◆ PROBLEMS TO WORK ON:
A. In the surgery post, why does the writer find it horrible to watch her? Answer in one to three sentences.
B. Rewrite the part of the surgery post starting with "Well... I guess" and going on through "to the ward.", swapping "surgeon" for "doctor".
C. Continue the surgery post from where it stops.

◆ STUDY TEXT:
....................

How do you go through with it when every fibre of your being demands that you run as fast as you possibly can in the opposite direction?

Well... I guess I will find out on Tuesday...

A Step In The Right Direction

Well... go find the biggest hugest piece of the solidest wood that you can find and let me touch it!!!

Because... touch wood... she came through the surgery well!

Her surgeon seemed very pleased with everything. She was out of theater and into recovery quicker than they expected and we only had a short stay in intensive care before being moved to the ward.

She has been having some troubles with post surgical fevers and they've done xrays and blood tests and so far everything seems to be ok... our biggest hassle is pain relief. They have her on some pretty hefty doses of morphine as well as paracetamol and some other stuff and none of it seems to be making much of a difference.

It's horrible watching her because she doesn't settle, she doesn't sleep, she doesn't want to eat, all she wants to do is to cry and fuss and scream.

The acute pain management team has been called in again and we're waiting for them to come and see if she can be given more, or something else that may help her calm and sleep.

....................

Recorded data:

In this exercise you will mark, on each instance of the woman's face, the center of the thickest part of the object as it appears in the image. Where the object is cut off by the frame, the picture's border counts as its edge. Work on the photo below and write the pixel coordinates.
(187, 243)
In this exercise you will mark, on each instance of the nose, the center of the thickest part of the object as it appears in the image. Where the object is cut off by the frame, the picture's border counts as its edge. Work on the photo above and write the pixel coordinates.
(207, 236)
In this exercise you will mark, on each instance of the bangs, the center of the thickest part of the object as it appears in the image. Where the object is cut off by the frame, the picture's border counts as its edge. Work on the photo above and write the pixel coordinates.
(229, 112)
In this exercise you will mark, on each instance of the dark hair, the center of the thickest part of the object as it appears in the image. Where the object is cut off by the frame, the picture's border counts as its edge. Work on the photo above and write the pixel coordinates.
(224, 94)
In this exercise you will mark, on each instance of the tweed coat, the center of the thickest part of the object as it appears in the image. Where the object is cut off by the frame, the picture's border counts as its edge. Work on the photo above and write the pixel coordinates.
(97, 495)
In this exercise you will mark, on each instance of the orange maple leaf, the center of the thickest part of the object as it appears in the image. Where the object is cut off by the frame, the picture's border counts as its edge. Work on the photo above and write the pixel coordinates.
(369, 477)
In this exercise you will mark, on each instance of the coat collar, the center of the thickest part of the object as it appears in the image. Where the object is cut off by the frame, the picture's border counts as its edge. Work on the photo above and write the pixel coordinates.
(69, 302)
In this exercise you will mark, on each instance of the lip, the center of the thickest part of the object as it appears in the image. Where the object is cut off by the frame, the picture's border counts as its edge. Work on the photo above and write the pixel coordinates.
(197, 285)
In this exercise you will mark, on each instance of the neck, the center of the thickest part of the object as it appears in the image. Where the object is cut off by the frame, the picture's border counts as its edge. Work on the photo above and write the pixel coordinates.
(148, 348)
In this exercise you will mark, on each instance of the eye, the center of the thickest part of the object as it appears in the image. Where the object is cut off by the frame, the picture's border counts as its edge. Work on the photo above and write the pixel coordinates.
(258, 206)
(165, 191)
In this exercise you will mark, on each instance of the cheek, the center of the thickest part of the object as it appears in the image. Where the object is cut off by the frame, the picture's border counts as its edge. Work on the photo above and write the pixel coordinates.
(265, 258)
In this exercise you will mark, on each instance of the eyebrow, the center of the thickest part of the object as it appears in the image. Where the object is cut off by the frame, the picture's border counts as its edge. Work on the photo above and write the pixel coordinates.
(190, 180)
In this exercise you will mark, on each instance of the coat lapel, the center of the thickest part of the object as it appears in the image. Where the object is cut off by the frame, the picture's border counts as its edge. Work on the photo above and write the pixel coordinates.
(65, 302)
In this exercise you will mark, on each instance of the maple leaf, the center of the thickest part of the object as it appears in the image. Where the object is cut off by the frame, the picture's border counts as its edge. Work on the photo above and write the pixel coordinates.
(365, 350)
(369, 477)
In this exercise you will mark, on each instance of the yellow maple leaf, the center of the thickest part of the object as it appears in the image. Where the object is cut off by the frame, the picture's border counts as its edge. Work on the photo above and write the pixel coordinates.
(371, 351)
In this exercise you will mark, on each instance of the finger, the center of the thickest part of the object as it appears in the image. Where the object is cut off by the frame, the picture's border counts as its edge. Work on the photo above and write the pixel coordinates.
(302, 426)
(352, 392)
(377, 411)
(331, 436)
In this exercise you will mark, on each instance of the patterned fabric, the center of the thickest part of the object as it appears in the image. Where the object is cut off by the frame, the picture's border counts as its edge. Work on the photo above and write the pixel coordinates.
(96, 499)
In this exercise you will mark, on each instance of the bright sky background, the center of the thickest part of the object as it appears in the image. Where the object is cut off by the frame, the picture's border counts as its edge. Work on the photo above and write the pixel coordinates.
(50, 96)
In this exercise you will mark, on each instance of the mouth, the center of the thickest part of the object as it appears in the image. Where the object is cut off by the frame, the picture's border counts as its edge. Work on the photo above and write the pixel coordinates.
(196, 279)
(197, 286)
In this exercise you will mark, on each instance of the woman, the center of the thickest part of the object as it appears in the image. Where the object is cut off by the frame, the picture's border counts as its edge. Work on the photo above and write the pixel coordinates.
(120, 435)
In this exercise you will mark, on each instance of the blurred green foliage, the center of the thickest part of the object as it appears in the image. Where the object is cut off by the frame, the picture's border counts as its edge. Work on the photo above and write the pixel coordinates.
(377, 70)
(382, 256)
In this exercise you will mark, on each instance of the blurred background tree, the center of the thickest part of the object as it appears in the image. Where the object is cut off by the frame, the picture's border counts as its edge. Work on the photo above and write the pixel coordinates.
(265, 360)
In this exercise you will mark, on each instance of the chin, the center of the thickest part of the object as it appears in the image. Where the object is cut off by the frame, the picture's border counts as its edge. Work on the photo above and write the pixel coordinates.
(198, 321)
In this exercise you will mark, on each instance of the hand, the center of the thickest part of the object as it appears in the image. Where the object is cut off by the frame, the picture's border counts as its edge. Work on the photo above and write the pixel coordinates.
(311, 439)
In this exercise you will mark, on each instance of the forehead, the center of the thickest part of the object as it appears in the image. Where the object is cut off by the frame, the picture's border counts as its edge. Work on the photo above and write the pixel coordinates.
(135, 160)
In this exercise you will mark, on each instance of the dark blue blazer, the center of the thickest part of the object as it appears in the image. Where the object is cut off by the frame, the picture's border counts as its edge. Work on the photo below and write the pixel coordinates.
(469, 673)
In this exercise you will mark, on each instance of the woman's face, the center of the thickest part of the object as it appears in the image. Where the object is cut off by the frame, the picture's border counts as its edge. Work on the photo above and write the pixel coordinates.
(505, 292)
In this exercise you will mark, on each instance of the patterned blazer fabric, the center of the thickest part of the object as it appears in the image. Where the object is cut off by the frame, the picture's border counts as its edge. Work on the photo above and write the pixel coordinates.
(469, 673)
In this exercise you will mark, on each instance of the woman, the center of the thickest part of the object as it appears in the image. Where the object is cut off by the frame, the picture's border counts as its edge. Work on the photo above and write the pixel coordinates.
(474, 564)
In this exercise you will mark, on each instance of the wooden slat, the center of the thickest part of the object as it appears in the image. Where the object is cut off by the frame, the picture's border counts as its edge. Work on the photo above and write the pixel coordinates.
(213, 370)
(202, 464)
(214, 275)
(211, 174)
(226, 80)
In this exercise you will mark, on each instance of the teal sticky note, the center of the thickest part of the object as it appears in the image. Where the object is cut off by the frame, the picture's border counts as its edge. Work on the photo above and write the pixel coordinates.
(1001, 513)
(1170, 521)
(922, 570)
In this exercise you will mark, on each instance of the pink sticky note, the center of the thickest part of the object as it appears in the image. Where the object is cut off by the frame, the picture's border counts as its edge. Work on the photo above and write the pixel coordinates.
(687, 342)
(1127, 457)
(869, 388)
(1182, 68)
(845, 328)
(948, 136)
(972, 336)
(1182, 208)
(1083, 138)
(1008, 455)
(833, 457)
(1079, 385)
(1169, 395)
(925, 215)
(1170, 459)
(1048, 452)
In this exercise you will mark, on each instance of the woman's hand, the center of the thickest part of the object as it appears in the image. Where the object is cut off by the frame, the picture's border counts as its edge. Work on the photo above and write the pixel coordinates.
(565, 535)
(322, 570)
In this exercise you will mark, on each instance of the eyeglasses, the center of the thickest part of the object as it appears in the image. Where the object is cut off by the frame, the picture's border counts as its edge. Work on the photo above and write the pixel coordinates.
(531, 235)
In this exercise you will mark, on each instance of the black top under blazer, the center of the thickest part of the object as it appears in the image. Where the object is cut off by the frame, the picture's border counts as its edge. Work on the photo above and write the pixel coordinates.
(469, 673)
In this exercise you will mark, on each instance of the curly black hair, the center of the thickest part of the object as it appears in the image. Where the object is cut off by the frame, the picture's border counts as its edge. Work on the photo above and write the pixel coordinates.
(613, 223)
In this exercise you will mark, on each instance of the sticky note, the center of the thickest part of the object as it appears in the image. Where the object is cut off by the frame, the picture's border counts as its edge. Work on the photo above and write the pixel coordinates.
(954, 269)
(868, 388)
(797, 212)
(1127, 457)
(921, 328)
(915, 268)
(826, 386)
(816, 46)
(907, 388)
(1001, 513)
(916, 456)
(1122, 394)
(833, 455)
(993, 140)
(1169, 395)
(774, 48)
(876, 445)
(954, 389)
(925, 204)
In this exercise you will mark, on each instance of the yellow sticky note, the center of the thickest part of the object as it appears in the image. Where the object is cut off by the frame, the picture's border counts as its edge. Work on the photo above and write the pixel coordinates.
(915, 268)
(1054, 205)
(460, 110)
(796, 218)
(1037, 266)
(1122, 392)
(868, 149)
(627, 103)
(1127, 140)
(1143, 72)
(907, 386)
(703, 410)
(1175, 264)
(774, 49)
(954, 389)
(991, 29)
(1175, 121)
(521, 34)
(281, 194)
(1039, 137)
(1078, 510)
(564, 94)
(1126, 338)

....................

◆ ANSWERS TO THE TASKS:
A. Watching her is horrible because she doesn't settle, doesn't sleep and doesn't want to eat. All she wants to do is cry, fuss and scream.

B.
Well... I guess I will find out on Tuesday...

A Step In The Right Direction

Well... go find the biggest hugest piece of the solidest wood that you can find and let me touch it!!!

Because... touch wood... she came through the surgery well!

Her doctor seemed very pleased with everything. She was out of theater and into recovery quicker than they expected and we only had a short stay in intensive care before being moved to the ward.

C.
They managed to use most of the incision points from the last surgery so she only has one new scar... which is a good thing for her, although somewhat superfluous considering how many other scars she already has on her poor little body.

But, all in all, I am really pleased with the position that she is in now... it is a hundred times better than what we had anticipated!

Now we just have to wait and see if she keeps up the amazing work!!!

Friday, November 12, 2010

The Terrible Twos

Being a mother to both 'normal' healthy children as well as a child with complex special needs, it gives me a bit of an insight into a world that can sometimes be very confusing and very confronting. I must confess that it is somewhat heartbreaking when I look at Nicola, who is now 2 years, 2 months and 11 days old...

I can't help but to compare her to Isabella, who at that same age, just last year, was astounding hospital social workers with her vocabulary skills, her ability to count, recognise colours, recite nursery rhymes and hold conversations with anyone around her... who could run and jump and skip and hop and dance...

And then I look at Nicola, who is non verbal and immobile.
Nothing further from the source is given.